Document text:
Center for American Progress

STATEMENT: Genetic Non-Discrimination -Policy Considerations in the Age of Genetic Medicine
Press Release

STATEMENT: Genetic Non-Discrimination -Policy Considerations in the Age of Genetic Medicine

By By Michael Rugnetta, Jonathan Russell, Jonathan D. Moreno

Washington, D.C. – The world stands on the brink of a genome-based personalized-medicine revolution, with individual Americans poised to be the greatest beneficiaries. An international research consortium that includes our country’s National Human Genome Research Institute recently announced its $50 million plan to sequence the genomes of at least 1,000 individuals from around the world. According to NHGHRI Director Francis Collins, this project will increase the sensitivity of disease discovery efforts across the human genome five-fold, and within gene regions (the portions of a chromosome on which a particular gene is located) at least 10-fold.

What’s more, Harvard University geneticist George Church has also embarked on the even more ambitious “Personal Genome Project.” He aims to sequence 100,000 genomes at a cost of about $1 billion, and possibly expand the project until it reaches 1 million sequenced genomes.

For individual Americans, this growth of genomic data means more accurate personal genetic information will become available to them, their physicians and, yes, their insurance companies, to make perhaps monumental health care decisions. This new information could well be a blessing or a curse, depending on how it is handled by patients, their doctors and their insurers. That’s why legislation based on the best bioethical principles needs to be enacted by Congress this year. Genetic testing will become increasingly more accurate as more research is done.

Exercise 1:
According to the press release, how many genomes does George Church's "Personal Genome Project" aim to sequence at first?
Exercise 2:
Copy word for word the part of the press release that opens with the words containing "What’s more, Harvard" and closes with "million sequenced genomes.".

Records in a dataset:

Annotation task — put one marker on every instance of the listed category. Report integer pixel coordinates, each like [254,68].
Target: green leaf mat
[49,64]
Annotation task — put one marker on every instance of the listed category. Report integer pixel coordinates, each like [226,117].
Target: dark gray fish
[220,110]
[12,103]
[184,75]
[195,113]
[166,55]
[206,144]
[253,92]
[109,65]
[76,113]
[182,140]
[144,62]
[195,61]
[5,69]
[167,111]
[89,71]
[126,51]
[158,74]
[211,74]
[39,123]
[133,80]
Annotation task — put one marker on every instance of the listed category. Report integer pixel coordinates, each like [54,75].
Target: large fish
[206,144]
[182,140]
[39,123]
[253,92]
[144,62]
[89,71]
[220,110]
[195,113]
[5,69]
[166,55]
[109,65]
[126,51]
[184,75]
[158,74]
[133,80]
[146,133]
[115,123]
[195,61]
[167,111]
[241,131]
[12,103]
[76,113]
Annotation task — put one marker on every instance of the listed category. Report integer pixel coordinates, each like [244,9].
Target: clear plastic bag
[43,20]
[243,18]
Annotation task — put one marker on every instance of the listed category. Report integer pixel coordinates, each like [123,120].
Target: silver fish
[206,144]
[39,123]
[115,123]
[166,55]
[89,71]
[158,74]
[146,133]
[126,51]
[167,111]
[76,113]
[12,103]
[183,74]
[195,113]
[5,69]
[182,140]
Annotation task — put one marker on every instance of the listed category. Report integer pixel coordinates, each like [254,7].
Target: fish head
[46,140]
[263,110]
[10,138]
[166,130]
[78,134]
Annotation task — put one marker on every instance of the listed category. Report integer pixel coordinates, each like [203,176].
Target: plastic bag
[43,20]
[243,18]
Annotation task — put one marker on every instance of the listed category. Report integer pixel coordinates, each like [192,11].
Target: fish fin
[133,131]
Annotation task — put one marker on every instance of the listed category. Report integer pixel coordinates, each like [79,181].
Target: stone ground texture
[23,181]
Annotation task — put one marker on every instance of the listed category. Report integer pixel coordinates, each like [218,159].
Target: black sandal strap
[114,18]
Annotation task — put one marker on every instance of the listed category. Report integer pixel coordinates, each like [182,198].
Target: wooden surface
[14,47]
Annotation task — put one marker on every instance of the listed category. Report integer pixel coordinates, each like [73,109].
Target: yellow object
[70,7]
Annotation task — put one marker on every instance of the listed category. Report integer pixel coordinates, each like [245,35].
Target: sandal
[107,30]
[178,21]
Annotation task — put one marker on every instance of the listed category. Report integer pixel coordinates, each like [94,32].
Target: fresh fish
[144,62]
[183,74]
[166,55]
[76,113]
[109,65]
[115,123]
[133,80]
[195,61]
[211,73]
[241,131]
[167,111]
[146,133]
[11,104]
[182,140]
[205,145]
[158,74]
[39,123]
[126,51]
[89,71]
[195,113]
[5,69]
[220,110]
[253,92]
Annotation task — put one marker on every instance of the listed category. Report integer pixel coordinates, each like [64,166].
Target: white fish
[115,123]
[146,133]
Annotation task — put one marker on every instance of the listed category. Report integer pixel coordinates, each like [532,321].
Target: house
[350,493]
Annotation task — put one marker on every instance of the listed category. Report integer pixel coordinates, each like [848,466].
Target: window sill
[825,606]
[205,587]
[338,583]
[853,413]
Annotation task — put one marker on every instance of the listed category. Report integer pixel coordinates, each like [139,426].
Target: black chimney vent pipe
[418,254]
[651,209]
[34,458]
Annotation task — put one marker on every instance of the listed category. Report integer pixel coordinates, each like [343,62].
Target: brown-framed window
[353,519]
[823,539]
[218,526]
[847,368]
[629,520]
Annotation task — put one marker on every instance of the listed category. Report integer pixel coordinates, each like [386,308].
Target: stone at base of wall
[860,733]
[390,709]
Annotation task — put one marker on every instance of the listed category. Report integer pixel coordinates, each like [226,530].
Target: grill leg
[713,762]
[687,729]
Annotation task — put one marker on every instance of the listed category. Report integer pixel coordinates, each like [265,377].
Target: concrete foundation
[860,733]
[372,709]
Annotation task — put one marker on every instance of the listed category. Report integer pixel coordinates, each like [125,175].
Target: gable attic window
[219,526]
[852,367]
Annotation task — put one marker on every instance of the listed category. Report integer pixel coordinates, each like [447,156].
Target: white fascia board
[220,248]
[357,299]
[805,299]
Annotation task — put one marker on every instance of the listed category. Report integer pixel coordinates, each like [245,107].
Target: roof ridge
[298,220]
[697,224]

Written response 1:
100,000 genomes

Written response 2:
What’s more, Harvard University geneticist George Church has also embarked on the even more ambitious “Personal Genome Project.” He aims to sequence 100,000 genomes at a cost of about $1 billion, and possibly expand the project until it reaches 1 million sequenced genomes.